Present the lines of the listing below, from the line containing "the green grass." through the end of the listing (both ends included), as a JSON list of strings with one string per line and blank lines omitted.

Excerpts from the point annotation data
___

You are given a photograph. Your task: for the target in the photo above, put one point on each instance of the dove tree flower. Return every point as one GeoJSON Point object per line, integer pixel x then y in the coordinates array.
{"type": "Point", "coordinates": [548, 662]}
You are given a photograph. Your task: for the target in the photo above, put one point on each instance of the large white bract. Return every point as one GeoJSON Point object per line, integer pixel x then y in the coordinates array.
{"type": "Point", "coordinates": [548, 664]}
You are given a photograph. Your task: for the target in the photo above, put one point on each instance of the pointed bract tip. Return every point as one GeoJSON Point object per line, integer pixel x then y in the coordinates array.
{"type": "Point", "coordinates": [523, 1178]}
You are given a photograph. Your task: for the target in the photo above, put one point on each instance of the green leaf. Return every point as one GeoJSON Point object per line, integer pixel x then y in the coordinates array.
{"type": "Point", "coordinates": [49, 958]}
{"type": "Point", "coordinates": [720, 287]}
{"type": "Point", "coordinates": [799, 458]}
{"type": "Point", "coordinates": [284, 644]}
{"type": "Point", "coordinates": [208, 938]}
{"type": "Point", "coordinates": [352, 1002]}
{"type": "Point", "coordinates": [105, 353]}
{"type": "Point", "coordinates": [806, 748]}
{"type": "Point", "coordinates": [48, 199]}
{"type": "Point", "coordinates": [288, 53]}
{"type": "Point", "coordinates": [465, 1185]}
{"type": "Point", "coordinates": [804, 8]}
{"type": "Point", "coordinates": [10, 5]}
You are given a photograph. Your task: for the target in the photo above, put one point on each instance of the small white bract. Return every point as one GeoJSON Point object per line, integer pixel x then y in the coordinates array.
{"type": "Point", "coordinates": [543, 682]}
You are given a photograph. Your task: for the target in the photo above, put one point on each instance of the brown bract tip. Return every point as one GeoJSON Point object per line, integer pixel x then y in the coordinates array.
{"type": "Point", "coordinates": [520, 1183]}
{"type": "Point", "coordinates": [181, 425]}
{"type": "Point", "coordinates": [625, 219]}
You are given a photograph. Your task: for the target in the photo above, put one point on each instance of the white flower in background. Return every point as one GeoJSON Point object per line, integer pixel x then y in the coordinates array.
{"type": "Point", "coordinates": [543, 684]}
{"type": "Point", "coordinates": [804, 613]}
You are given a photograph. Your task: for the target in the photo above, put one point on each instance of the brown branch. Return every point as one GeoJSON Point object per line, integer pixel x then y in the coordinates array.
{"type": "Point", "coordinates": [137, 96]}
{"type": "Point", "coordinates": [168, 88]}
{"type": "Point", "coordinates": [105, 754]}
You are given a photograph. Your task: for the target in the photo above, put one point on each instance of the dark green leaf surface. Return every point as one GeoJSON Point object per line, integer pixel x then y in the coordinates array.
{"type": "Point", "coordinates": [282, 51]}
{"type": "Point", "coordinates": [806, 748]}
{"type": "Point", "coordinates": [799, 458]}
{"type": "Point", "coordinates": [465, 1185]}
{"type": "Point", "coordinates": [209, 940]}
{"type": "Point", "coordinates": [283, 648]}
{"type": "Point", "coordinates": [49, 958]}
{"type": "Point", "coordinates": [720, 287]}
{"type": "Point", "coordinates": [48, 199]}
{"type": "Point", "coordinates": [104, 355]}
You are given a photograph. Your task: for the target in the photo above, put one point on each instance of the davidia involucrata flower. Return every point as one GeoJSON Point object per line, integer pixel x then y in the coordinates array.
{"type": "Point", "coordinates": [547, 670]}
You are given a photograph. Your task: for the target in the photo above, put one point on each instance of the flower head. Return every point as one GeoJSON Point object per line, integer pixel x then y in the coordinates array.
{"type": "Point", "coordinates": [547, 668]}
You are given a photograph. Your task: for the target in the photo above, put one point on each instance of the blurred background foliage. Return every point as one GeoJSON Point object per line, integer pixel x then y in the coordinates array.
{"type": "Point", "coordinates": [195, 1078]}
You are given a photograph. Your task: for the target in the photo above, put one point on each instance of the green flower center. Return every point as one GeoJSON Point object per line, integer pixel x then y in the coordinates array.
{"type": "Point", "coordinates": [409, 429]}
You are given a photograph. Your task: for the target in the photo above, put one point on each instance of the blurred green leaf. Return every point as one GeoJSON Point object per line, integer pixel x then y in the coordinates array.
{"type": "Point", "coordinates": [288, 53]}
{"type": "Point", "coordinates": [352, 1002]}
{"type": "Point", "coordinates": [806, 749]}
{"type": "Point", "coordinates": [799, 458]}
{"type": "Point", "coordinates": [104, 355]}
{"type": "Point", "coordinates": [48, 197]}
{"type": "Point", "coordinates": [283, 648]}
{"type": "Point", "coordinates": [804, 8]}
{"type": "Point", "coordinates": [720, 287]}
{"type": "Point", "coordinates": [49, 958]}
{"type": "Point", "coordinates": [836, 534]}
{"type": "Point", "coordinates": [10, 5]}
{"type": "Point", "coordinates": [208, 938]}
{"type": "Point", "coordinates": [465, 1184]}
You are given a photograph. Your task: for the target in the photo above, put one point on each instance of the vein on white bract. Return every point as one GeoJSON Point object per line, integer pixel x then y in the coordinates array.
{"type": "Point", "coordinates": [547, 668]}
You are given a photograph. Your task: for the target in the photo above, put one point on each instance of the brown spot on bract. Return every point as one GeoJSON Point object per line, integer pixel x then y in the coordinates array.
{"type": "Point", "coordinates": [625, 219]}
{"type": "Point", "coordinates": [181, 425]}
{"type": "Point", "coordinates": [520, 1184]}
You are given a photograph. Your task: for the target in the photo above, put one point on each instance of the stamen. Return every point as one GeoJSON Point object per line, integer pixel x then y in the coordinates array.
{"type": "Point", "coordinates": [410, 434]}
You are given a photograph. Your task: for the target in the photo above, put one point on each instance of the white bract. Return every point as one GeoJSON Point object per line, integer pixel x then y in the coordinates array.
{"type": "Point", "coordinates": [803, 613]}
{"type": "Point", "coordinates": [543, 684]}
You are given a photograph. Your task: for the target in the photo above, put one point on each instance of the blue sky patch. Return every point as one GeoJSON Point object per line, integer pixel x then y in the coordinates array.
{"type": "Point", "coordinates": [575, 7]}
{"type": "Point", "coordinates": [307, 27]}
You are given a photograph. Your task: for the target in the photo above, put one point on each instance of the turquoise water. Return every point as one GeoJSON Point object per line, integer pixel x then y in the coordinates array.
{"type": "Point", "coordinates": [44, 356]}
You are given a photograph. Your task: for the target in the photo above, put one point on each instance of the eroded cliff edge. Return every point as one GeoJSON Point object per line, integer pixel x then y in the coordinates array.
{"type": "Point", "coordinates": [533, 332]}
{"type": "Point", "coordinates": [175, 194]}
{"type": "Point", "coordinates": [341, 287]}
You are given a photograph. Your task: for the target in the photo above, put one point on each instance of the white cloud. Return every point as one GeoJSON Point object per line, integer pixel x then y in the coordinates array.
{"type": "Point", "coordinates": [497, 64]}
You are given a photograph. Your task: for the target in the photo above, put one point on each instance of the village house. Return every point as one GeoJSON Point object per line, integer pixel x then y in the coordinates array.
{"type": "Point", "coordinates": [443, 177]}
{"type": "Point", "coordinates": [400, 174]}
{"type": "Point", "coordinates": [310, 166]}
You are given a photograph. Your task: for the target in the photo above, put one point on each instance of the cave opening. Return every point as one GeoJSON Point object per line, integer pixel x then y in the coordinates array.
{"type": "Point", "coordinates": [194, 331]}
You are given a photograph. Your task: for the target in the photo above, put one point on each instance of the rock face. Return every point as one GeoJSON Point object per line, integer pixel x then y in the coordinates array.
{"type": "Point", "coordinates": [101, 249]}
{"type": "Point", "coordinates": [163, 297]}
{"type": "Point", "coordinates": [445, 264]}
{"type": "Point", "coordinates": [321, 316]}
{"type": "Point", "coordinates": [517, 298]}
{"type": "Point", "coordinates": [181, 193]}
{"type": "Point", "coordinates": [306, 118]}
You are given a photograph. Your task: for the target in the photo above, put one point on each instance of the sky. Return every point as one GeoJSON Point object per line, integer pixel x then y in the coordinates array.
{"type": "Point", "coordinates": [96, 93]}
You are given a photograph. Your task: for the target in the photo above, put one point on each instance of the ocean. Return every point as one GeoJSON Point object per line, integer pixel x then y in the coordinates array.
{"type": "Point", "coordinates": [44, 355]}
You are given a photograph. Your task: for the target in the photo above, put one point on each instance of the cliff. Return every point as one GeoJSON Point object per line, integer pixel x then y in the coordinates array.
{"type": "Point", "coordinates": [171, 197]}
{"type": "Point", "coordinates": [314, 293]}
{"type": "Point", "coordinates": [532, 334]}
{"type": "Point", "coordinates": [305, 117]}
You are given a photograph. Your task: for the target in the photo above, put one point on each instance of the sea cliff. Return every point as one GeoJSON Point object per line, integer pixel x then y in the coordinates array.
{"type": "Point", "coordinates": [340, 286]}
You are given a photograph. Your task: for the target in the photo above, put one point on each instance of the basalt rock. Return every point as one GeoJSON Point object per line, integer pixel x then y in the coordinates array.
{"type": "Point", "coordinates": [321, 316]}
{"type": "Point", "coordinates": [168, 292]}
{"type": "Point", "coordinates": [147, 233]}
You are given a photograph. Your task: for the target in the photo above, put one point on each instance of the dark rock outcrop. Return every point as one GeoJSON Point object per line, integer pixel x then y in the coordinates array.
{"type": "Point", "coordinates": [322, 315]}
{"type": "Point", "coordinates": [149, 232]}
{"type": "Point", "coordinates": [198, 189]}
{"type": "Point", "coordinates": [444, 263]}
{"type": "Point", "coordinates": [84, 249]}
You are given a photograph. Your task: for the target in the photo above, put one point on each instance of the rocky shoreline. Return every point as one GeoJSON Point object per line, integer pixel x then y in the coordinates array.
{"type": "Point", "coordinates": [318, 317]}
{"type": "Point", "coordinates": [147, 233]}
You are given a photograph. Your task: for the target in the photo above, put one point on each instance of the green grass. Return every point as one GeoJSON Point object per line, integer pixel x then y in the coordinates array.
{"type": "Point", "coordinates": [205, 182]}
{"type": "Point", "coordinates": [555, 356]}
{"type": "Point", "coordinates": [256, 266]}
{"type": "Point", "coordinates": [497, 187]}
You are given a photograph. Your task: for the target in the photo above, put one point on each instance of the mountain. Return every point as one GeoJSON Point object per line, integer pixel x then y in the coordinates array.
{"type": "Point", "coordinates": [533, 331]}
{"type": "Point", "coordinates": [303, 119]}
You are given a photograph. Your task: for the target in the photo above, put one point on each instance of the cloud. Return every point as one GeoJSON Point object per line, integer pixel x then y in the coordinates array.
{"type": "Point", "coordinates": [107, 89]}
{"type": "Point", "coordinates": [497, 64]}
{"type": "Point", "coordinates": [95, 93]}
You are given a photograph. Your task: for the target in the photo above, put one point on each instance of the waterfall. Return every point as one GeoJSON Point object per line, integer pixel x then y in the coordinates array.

___

* SOLUTION TO THIS TASK
[
  "You are given a photograph. Your task: for the target in the photo above, put one point on each instance of the green grass. Return every point as one GeoJSON Point object per line, integer pixel x then y in the coordinates array.",
  "{\"type\": \"Point\", \"coordinates\": [205, 182]}",
  "{\"type\": \"Point\", \"coordinates\": [555, 356]}",
  "{\"type\": \"Point\", \"coordinates\": [256, 266]}",
  "{\"type\": \"Point\", \"coordinates\": [497, 187]}",
  "You are given a photograph. Your task: for the target in the photo above, put one point on each instance of the mountain. Return every point as one GeoJSON Point object per line, integer pixel x then y in the coordinates array.",
  "{\"type\": \"Point\", \"coordinates\": [533, 331]}",
  "{\"type\": \"Point\", \"coordinates\": [303, 119]}",
  "You are given a photograph. Your task: for the target in the photo above, put one point on each instance of the cloud. Return every point as one GeoJSON Point object per line, integer pixel x then y in the coordinates array.",
  "{\"type\": \"Point\", \"coordinates\": [107, 89]}",
  "{\"type\": \"Point\", \"coordinates\": [497, 64]}",
  "{\"type\": \"Point\", \"coordinates\": [95, 93]}",
  "You are given a photograph. Your task: for the target in the photo above, put one point on each instance of the waterfall. Return every point as one GeoJSON Point object per line, integer pixel x then y in the coordinates array."
]